SUPPLIED MATERIAL section start
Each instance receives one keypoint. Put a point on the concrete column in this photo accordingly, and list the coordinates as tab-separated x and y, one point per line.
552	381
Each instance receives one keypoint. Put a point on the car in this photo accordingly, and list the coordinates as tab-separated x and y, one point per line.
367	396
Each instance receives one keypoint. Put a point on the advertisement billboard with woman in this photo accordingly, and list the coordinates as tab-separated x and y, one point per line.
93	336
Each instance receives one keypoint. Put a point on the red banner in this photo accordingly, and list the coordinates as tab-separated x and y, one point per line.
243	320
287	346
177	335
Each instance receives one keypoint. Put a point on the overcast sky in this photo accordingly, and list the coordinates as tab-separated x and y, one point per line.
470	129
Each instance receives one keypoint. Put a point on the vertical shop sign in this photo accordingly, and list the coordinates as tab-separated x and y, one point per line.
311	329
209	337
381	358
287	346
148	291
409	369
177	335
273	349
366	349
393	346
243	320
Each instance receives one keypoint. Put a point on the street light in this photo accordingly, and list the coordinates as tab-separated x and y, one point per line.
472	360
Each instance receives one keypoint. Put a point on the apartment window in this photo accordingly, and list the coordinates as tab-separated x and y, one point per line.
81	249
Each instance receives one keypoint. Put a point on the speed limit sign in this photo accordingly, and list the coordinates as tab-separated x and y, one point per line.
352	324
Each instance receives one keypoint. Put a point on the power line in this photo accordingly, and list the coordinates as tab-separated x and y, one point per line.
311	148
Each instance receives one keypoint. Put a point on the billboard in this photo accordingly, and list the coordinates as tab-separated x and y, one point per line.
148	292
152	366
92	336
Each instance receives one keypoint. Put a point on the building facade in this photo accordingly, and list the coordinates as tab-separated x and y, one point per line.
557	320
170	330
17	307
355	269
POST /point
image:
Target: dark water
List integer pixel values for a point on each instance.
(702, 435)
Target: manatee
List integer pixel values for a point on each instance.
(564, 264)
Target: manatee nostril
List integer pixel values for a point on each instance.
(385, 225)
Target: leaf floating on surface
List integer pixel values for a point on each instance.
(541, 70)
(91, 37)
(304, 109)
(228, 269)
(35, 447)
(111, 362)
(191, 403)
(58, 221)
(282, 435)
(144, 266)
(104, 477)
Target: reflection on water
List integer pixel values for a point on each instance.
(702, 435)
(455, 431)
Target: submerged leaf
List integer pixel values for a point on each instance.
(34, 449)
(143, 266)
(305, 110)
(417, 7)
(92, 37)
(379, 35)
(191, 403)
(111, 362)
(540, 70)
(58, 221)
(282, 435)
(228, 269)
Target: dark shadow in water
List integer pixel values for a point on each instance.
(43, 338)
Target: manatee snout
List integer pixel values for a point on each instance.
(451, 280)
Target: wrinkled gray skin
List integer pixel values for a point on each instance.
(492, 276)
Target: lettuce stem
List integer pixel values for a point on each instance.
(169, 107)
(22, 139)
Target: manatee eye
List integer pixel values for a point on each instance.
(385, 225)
SUPPLIED MATERIAL section end
- EXERCISE AIM: Type the records again in full, matching them exactly.

- EXERCISE RESULT:
Each instance receives one keypoint. Put a point on the concrete column in this photo accordingly, and list the coordinates as tab-separated x and y, one point per line.
552	381
Each instance receives one keypoint. Put a point on the car in this photo accordingly, and list the coordinates as tab-separated x and y, one point per line.
367	396
Each instance receives one keypoint. Put a point on the advertisement billboard with woman in this photo accordingly, and list the coordinates as tab-separated x and y, one point per line.
93	336
Each instance receives one keypoint. Put a point on the red banner in this photo accordingly, and list the coordinates as tab-separated x and y, one point per line.
243	320
287	346
177	335
Each instance receives one keypoint. Put a point on the overcast sky in this photo accordingly, and list the coordinates as tab-separated x and y, one point per line.
470	129
Each instance receives one keypoint. Put a point on the vertical shop sign in this photo accordingly, and list the coordinates as tab-separated x and y, one point per line.
311	329
209	337
381	358
287	346
148	291
409	369
177	335
273	349
366	349
393	346
243	320
Each instance receives one keypoint. Put a point on the street light in this photo accordingly, and list the coordinates as tab-separated x and y, one point per line.
472	360
Each instance receives one keypoint. Put a point on the apartment window in this photo accordingly, and list the coordinates as tab-separated x and y, one point per line.
81	249
Each instance receives one keypoint. Put a point on the speed limit sign in this photo accordingly, and list the coordinates as tab-separated x and y, one point per line.
352	324
Each instance receives one keypoint. Put a point on the power line in this photo accordingly, and list the coordinates as tab-separated x and y, one point per line.
311	148
Each instance receives one keypoint. Put a point on the billboard in this photo accordingly, and list the coordinates as tab-separated x and y, one point per line.
148	292
152	366
92	336
Each instance receives one keypoint. Put a point on the building facade in this photo accordingly, and list the coordinates as tab-separated x and y, one point per line.
557	320
170	330
17	307
355	269
POST /point
image:
Target: dark water
List integer pixel values for a point on each instance.
(702, 435)
Target: manatee
List integer pixel values for a point on each instance.
(564, 264)
Target: manatee nostril
List integer pixel values for a point on each instance.
(385, 225)
Target: leaf floating on surface
List integer pixel values for a point on each instance.
(541, 70)
(91, 37)
(304, 109)
(228, 269)
(35, 447)
(111, 362)
(191, 403)
(58, 221)
(282, 435)
(144, 266)
(104, 477)
Target: reflection on water
List integer pixel values for a point on each instance.
(702, 435)
(455, 431)
Target: submerged leaf
List integer pixel values for a point on each instance.
(34, 449)
(143, 266)
(305, 110)
(417, 7)
(92, 37)
(379, 35)
(191, 403)
(111, 362)
(540, 70)
(58, 221)
(282, 435)
(228, 269)
Target: dark shadow in water
List integer pixel values for a point on each instance.
(43, 338)
Target: manatee snout
List integer pixel values for a point on each instance.
(451, 280)
Target: wrinkled gray skin
List integer pixel values for a point on each instance.
(492, 276)
Target: lettuce stem
List integer pixel values for a point on each instance.
(169, 107)
(22, 139)
Target: manatee eye
List integer pixel values for a point on each instance.
(385, 225)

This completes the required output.